● TASK DESCRIPTION:
Rewrite all the records below, changing every "road marking" to "lane marking" and leaving everything else unchanged. Leave out the pictures.

==== MATERIAL PROVIDED

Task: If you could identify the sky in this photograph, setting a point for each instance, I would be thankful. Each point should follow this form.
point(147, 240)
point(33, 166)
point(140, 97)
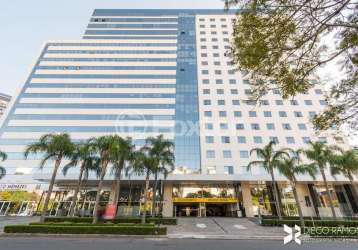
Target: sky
point(27, 24)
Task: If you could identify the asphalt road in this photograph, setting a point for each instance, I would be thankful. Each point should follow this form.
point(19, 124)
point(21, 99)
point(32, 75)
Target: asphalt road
point(48, 243)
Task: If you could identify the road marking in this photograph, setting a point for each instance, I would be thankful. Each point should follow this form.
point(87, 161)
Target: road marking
point(201, 225)
point(240, 227)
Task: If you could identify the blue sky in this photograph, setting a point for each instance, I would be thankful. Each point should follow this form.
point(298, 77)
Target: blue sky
point(27, 25)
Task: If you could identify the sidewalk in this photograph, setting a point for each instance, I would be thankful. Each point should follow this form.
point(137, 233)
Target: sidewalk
point(222, 228)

========

● WRITTEN RESPONSE:
Task: If you could identify the sky in this photograph, setting a point for each instance, I would be thankful. Each point should follow this form.
point(147, 240)
point(33, 166)
point(140, 97)
Target: sky
point(27, 24)
Task: If you could identify the asphalt road in this photograph, setting a point for each instance, I would be thankful. Each point should follow this form.
point(19, 124)
point(21, 99)
point(32, 75)
Target: asphalt road
point(48, 243)
Task: If you could identify the lane marking in this photograph, setting a point for each instance, I would be thankful. Each point should follow this form.
point(87, 161)
Target: lane marking
point(201, 225)
point(240, 227)
Task: If you could identify the blue sky in this photograph, setting a point for each instance, I would be thankful. Each point should follow this form.
point(298, 77)
Target: blue sky
point(27, 25)
Task: If you could identify the sidewalk in this photograph, setting a point for each instance, I would be thankful. Each point should follow this form.
point(137, 233)
Target: sidewalk
point(222, 228)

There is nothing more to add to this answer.